Output every line of the records below verbatim and in their original order, omitting the pictures.

• [Supplied data]:
════════

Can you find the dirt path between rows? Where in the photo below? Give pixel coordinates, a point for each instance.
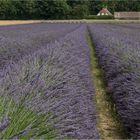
(108, 122)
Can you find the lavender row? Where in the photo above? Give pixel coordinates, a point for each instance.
(118, 50)
(20, 40)
(57, 80)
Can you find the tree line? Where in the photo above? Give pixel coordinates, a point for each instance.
(61, 9)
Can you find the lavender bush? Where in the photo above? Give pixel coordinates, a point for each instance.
(20, 40)
(118, 49)
(53, 80)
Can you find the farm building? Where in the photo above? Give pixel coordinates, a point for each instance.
(127, 15)
(103, 12)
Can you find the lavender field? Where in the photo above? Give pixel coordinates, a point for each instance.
(46, 87)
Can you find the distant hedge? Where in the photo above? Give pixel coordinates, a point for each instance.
(99, 17)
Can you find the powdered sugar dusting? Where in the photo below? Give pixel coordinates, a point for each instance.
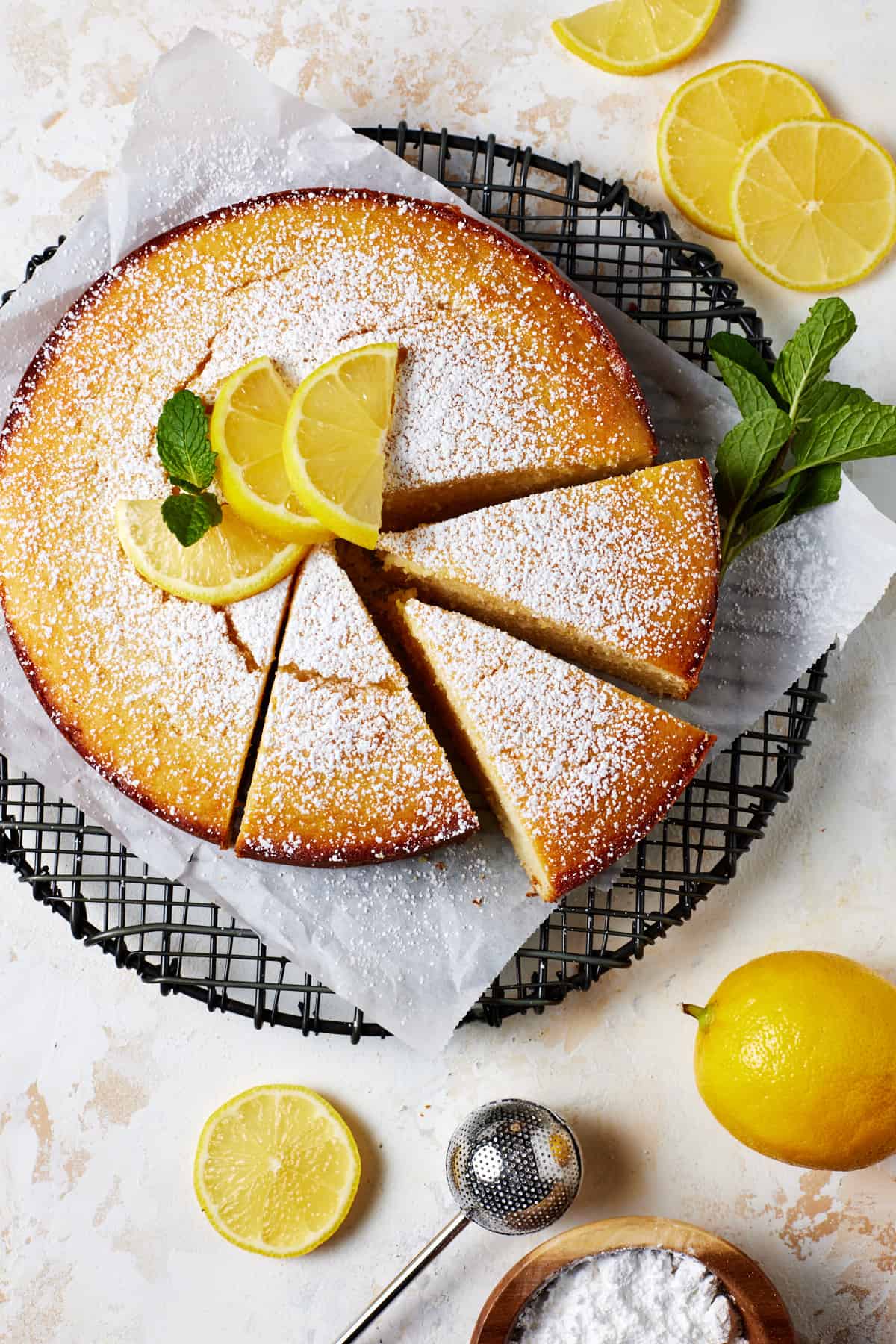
(586, 766)
(159, 692)
(630, 562)
(348, 771)
(504, 371)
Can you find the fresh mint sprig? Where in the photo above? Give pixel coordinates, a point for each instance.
(181, 441)
(798, 428)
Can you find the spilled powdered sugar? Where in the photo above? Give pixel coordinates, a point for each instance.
(641, 1296)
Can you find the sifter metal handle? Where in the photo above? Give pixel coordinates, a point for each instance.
(402, 1280)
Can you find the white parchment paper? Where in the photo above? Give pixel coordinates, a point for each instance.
(414, 942)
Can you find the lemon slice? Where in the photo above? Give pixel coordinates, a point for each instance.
(635, 37)
(230, 562)
(815, 203)
(276, 1169)
(246, 430)
(709, 121)
(334, 440)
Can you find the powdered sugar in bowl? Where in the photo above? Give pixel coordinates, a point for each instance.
(640, 1296)
(635, 1281)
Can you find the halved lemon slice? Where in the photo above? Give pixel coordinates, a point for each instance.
(230, 562)
(709, 121)
(635, 37)
(813, 203)
(276, 1169)
(334, 440)
(246, 430)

════════

• [Output for this task]:
Can you find the dirt path between rows? Where in the photo below? Give pixel coordinates, a point for each instance.
(108, 122)
Can you find the lavender row? Where in the photo above? Give pixel coordinates, a point for each instance.
(118, 50)
(20, 40)
(57, 80)
Can you find the tree line? Where in the photo above? Give pixel coordinates, a point for each instance.
(61, 9)
Can you find the lavender bush? Where in the photo above? Give pixel coordinates, a point for each instance.
(20, 40)
(118, 49)
(53, 80)
Can you find the farm building? Where in the photo above? Give pixel coordinates, a point for each instance.
(127, 15)
(103, 12)
Can you find the lavender field? Where in the photo above? Give pixel coordinates, a point for each instance.
(46, 87)
Can you find the distant hedge? Where in the photo above? Give pixel coordinates, a point for each instance.
(99, 17)
Can you find the powdered sugar dusting? Where in the photo below? Give pixel coordinates, a point for each instance.
(586, 766)
(159, 692)
(630, 562)
(348, 771)
(504, 371)
Can you find the fresh mint sprig? Where in the photo above? Give pixel coordinates, a point for each instance.
(181, 441)
(798, 428)
Can you find the spilled powdered sugar? Where in the photo above? Give pixel coordinates, a point for each instance.
(641, 1296)
Can you find the sifter metal handle? Where in the photo above? Give pixel coordinates, a point for each instance.
(402, 1280)
Can you find the white parchment paper? Where in the photo above? Give pixel coordinates, a point for each instance.
(414, 942)
Can you find the lemon slice? Where in the photo above? Give pixel coordinates, a point for each instance.
(635, 37)
(230, 562)
(815, 203)
(276, 1169)
(246, 430)
(709, 121)
(334, 440)
Can you find the powdered sugar in bowl? Where in the photo above? Give pixel coordinates, a point for each instance.
(640, 1296)
(635, 1281)
Can you find the halved lemon slice? Where in the photo above? Give pixel coordinates, a point for each instance.
(230, 562)
(709, 121)
(635, 37)
(813, 203)
(276, 1169)
(334, 440)
(246, 430)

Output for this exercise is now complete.